DOCUMENT EXTRACT Start Marker
Pakistani politician

Attiya Inayatullah is a Pakistani politician who had been a member of the National Assembly of Pakistan between 1985 and 2013.

==Early life and education==
She holds master's degree in Sociology from Boston University and obtained her PhD degree from University of the Punjab.

==Political career==
Inayatullah served as an adviser on Population Welfare to President of Pakistan Muhammad Zia-ul-Haq in the early 1980s.

She was elected to the National Assembly of Pakistan on reserved seat for women from Punjab in the 1985 Pakistani general election and served as a Minister of State for Population Welfare in the federal cabinet of Prime Minister Muhammad Khan Junejo.

She was re-elected to the National Assembly of Pakistan on reserved seat for women from Punjab in the 1988 Pakistani general election.
DOCUMENT EXTRACT End Marker
Please continue the biography of Attiya Inayatullah from the point where it stops.
THE DATA Start Marker
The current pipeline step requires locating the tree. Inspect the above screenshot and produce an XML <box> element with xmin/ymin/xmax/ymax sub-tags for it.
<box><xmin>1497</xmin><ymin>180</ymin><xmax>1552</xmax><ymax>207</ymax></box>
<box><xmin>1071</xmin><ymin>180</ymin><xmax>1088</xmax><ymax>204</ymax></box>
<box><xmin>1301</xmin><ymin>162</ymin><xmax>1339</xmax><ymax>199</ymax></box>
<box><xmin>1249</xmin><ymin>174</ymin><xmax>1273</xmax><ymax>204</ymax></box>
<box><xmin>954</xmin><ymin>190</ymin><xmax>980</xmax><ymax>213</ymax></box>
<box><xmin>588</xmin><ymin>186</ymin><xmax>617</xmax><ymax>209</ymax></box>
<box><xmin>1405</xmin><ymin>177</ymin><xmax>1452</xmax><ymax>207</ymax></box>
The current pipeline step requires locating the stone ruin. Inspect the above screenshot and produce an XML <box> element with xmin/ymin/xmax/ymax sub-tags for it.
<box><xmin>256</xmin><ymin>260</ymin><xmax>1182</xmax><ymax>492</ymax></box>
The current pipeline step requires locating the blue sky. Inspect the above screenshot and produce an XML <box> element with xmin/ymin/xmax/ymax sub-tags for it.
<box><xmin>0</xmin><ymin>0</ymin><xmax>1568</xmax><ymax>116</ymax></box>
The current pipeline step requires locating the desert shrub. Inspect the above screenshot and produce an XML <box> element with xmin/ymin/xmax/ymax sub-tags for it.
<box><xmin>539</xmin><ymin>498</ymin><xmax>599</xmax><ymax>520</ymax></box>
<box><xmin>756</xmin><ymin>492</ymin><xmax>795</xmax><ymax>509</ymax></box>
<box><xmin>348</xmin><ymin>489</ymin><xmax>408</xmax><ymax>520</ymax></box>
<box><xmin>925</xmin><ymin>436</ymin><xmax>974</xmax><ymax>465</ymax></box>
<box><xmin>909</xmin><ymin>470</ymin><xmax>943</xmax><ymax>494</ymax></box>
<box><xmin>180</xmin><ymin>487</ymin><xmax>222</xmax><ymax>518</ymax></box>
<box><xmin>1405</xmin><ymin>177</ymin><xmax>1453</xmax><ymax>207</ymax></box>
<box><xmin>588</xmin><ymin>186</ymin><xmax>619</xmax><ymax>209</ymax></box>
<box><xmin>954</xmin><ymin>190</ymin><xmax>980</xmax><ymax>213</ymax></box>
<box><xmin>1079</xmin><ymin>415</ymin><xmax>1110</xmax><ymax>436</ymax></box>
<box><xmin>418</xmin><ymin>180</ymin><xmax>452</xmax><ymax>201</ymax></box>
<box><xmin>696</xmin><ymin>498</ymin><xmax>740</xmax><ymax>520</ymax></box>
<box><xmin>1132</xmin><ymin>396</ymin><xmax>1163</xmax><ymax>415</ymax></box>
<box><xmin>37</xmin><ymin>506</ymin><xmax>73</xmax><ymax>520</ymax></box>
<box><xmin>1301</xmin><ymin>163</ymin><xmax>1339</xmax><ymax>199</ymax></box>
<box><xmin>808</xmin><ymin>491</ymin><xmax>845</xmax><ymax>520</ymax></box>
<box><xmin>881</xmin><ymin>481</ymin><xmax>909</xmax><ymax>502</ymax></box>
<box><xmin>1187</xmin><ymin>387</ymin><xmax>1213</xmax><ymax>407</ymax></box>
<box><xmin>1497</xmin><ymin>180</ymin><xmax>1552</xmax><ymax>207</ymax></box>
THE DATA End Marker
> _EXERCISE RESULT_:
Following the 1999 Pakistani coup d'état by Pervez Musharraf, she served as a member of the National Security Council of Pakistan.

She was re-elected to the National Assembly of Pakistan as a candidate of Pakistan Muslim League (Q) on a seat reserved for women from Punjab in the 2002 Pakistani general election.

She was re-elected to the National Assembly of Pakistan as a candidate of Pakistan Muslim League (Q) on a seat reserved for women from Punjab in the 2008 Pakistani general election.